The main house, built in two summers, has large skylights and strategically placed windows that open to allow rising heat from the main floor to warm the loft bedroom. The house is filled with paintings and art supplies, and there are inspiring nature scenes out every window. Kent even made his own stained glass light fixtures out of beach glass he collected.
Kent and Julie use the house as an artists’ retreat when they aren’t living in their downtown house. They paint out on the beach for hours or take up other bright nooks in the house. They say the remoteness of the space helps them create.
“Just the fact that we are off the grid with no distractions — we never know what time it is — that helps the art,” Kent said.
Kent and Julie, who initially met through mutual friends at the Alaska’s Folk Festival, were acquaintances for many years, unaware that the other was an artist until they stumbled upon each other’s exhibits. They eventually began dating.
They got married in January of this year in a surprise wedding ceremony at their Lucky We home. They currently have a joint art show hanging through the end of May at the Heritage Second Street Café downtown.

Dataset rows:
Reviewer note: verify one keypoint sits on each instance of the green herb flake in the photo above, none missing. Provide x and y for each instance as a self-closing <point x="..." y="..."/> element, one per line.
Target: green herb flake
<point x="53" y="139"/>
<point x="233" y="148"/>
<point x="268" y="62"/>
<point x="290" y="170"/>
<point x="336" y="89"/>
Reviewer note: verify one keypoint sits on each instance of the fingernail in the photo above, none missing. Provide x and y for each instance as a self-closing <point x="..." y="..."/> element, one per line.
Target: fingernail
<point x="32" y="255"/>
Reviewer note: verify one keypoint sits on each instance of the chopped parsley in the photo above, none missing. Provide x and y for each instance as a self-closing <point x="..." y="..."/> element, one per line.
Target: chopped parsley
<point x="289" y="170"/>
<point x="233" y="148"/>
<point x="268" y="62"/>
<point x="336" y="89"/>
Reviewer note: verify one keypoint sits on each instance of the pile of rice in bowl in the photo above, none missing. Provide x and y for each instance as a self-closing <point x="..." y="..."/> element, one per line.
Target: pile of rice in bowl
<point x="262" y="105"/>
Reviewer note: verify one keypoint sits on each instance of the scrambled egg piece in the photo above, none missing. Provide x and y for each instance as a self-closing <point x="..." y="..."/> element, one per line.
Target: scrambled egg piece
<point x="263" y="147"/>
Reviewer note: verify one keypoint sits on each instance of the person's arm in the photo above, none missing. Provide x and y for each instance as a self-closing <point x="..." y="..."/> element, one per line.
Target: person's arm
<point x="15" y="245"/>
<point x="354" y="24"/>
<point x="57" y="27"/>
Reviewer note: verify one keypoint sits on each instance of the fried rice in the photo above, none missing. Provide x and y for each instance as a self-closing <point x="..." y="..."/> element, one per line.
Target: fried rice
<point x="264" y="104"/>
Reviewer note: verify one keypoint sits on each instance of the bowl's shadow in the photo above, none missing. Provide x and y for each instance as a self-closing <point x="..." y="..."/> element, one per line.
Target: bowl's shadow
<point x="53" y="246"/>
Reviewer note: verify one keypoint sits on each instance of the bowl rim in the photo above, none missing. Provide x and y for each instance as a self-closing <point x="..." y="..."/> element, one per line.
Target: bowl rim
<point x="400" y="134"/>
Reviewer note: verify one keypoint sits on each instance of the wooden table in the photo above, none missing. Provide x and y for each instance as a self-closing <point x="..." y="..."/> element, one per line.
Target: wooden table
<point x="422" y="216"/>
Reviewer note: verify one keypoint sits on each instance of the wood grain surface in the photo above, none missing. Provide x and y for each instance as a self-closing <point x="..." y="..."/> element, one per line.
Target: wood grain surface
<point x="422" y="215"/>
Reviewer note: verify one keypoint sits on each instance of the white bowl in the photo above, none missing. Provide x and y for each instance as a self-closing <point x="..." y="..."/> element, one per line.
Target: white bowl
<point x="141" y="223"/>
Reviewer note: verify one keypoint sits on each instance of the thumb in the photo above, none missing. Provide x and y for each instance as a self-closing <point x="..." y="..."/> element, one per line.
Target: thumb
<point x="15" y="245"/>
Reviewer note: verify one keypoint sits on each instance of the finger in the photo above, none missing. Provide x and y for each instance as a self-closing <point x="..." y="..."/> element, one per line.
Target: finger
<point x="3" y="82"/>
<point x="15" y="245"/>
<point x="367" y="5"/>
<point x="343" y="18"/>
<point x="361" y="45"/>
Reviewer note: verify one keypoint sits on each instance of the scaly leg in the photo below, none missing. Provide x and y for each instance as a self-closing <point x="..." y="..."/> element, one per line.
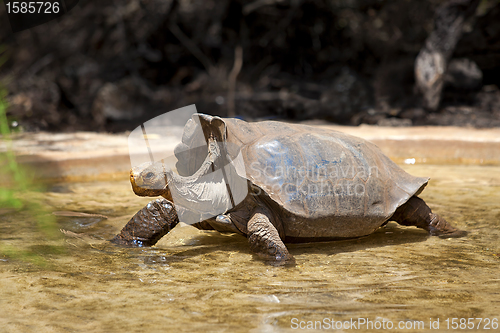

Stated exercise :: Decide whether each statement agrees with the passage about Kent and Julie's retreat, answering yes or no and quoting the deciding words of the text. 1. The main house took two summers to build. 2. Kent and Julie first met at an art exhibit. 3. Their joint art show runs through the end of June. The rows were taken from a separate source.

Answer below ::
1. Yes: "built in two summers"
2. No: "initially met through mutual friends at the Alaska’s Folk Festival"
3. No: "through the end of May"